- [AIM]: Give every entry again, word for word and in full.

- [RECORDS FOR THIS TASK]:

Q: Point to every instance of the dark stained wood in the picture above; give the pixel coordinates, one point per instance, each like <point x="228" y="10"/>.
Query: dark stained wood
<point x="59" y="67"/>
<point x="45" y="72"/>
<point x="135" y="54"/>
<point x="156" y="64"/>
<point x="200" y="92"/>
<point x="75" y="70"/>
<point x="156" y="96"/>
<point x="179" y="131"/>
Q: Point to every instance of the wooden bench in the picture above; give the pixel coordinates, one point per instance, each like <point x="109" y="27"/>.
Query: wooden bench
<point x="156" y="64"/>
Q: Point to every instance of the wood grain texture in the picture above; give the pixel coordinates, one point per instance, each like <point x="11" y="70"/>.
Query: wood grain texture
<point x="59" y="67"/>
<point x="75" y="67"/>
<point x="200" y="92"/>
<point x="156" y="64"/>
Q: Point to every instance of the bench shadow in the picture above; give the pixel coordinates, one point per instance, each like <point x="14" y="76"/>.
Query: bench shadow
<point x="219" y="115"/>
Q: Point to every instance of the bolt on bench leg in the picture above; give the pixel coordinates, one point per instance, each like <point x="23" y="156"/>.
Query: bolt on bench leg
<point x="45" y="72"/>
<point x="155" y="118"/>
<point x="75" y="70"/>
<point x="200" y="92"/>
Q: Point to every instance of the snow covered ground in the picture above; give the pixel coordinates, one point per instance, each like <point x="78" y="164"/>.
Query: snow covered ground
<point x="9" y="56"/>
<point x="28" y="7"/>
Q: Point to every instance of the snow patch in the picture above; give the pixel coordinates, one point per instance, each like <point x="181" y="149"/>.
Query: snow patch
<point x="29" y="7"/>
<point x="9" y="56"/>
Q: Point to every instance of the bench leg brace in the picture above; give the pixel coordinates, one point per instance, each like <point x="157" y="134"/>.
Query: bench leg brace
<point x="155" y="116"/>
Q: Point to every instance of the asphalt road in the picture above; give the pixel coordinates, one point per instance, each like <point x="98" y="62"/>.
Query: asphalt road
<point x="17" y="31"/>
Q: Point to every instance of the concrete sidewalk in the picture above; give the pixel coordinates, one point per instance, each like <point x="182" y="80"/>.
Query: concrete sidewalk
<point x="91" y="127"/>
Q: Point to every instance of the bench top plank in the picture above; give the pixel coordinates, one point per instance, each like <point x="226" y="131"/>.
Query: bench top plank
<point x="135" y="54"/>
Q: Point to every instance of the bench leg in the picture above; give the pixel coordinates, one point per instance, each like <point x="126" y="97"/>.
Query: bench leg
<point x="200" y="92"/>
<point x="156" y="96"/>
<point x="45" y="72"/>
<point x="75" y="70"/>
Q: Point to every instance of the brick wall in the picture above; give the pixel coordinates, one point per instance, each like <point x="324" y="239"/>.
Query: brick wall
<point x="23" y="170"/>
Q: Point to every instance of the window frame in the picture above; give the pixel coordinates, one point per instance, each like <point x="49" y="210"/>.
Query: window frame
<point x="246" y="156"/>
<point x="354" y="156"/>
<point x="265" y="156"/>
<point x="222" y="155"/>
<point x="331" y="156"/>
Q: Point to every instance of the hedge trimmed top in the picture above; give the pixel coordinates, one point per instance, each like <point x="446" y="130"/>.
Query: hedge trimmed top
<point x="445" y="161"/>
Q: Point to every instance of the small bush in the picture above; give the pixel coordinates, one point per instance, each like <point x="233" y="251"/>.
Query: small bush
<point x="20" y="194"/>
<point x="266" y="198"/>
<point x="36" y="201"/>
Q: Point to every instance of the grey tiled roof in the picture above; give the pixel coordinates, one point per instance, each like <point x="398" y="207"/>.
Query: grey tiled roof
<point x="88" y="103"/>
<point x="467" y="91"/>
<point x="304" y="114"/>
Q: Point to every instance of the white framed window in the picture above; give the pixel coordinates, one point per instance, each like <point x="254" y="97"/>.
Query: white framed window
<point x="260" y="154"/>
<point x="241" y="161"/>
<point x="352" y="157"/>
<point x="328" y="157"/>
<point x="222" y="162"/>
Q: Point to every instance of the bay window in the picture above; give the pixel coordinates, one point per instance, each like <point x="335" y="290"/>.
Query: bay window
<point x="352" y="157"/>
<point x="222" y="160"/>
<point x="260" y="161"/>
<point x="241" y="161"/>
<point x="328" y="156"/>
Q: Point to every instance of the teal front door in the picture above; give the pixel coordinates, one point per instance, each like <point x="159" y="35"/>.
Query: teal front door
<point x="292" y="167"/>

- [EXPECTED OUTPUT]:
Q: Point to every instance of the dark stained wood in the picture above; give the pixel coordinates, one point per instance, each like <point x="228" y="10"/>.
Query: dark stained wood
<point x="59" y="67"/>
<point x="45" y="72"/>
<point x="135" y="54"/>
<point x="156" y="64"/>
<point x="200" y="92"/>
<point x="75" y="70"/>
<point x="156" y="96"/>
<point x="179" y="131"/>
Q: Point to every instance of the wooden bench in the picture above; give the pixel coordinates, one point per instance, each like <point x="109" y="27"/>.
Query: wooden bench
<point x="156" y="64"/>
Q: Point to every instance of the wood grain texture in the picture above; give the pixel coordinates, one point per instance, each like <point x="11" y="70"/>.
Query: wood grain texture
<point x="59" y="67"/>
<point x="75" y="67"/>
<point x="200" y="92"/>
<point x="156" y="64"/>
Q: Point to every instance of the bench shadow in the picture above; give the pixel coordinates, one point per instance, each like <point x="14" y="76"/>.
Query: bench shadow
<point x="219" y="115"/>
Q: Point to every instance of the bolt on bench leg in the picture above; give the pixel coordinates, one point per instance, each like <point x="23" y="156"/>.
Query: bolt on bench leg
<point x="45" y="72"/>
<point x="155" y="118"/>
<point x="75" y="70"/>
<point x="200" y="92"/>
Q: Point to every instance of the snow covered ground in the picture above; give the pixel coordinates, one point per instance, each like <point x="78" y="164"/>.
Query: snow covered ground
<point x="9" y="56"/>
<point x="28" y="7"/>
Q: Point to every instance of the snow patch in the picture above; give the pixel coordinates, one point per instance, each like <point x="181" y="149"/>.
Query: snow patch
<point x="29" y="7"/>
<point x="9" y="56"/>
Q: Point to every instance of the bench leg brace in the picture above; give the pixel coordinates, one point per instance, each like <point x="157" y="134"/>.
Query: bench leg brace
<point x="155" y="116"/>
Q: Point to every instance of the asphalt road in the picture above; give the pixel coordinates, one point per instance, each like <point x="98" y="62"/>.
Query: asphalt road
<point x="17" y="31"/>
Q: Point to every instance of the concrete sidewalk in the picture above; give the pixel coordinates, one point per instance, each like <point x="182" y="80"/>.
Query: concrete sidewalk
<point x="91" y="127"/>
Q: Point to every instance of the bench top plank in the picture above; give the pixel coordinates, one point per instance, each like <point x="226" y="131"/>.
Query: bench top plank
<point x="135" y="54"/>
Q: Point to every instance of the bench leg in the picture above; give the pixel coordinates, one point per instance, each like <point x="126" y="97"/>.
Query: bench leg
<point x="200" y="92"/>
<point x="156" y="96"/>
<point x="45" y="72"/>
<point x="75" y="70"/>
Q: Point to every instance of the brick wall in the picture above; give the pixel coordinates, one point per instance, each like <point x="324" y="239"/>.
Query: brick wall
<point x="23" y="170"/>
Q: Point to every instance of the window frame in the picture above; give the pixel coordinates, one point per instance, each like <point x="49" y="210"/>.
Query: window frame
<point x="246" y="156"/>
<point x="354" y="156"/>
<point x="265" y="156"/>
<point x="222" y="155"/>
<point x="331" y="156"/>
Q: Point to every instance of the hedge trimmed top in the picture above; give the pixel coordinates, one point per instance, each like <point x="446" y="130"/>.
Query: hedge trimmed top
<point x="445" y="161"/>
Q: Point to every instance of the small bush in the picture above; give the pixel coordinates, one point per instance, each like <point x="233" y="251"/>.
Query: small bush
<point x="20" y="194"/>
<point x="266" y="198"/>
<point x="36" y="201"/>
Q: Point to every instance of the grey tiled roof in the picture above; give the pixel coordinates, one point per instance, each like <point x="398" y="207"/>.
Query: grey tiled roof
<point x="88" y="103"/>
<point x="467" y="91"/>
<point x="304" y="114"/>
Q: Point to every instance of the white framed window in the picture above; give the pixel coordinates, one point per instance, each like <point x="254" y="97"/>.
Query: white framed window
<point x="260" y="154"/>
<point x="241" y="161"/>
<point x="352" y="157"/>
<point x="328" y="157"/>
<point x="222" y="162"/>
Q: Point to every instance of the bay window in the picture above; give the pixel coordinates, one point per instance, each like <point x="335" y="290"/>.
Query: bay window
<point x="352" y="157"/>
<point x="222" y="160"/>
<point x="260" y="161"/>
<point x="241" y="161"/>
<point x="328" y="156"/>
Q: Point to every instance of the teal front door in the picture above; give the pixel coordinates, one point per instance, each like <point x="159" y="35"/>.
Query: teal front door
<point x="292" y="167"/>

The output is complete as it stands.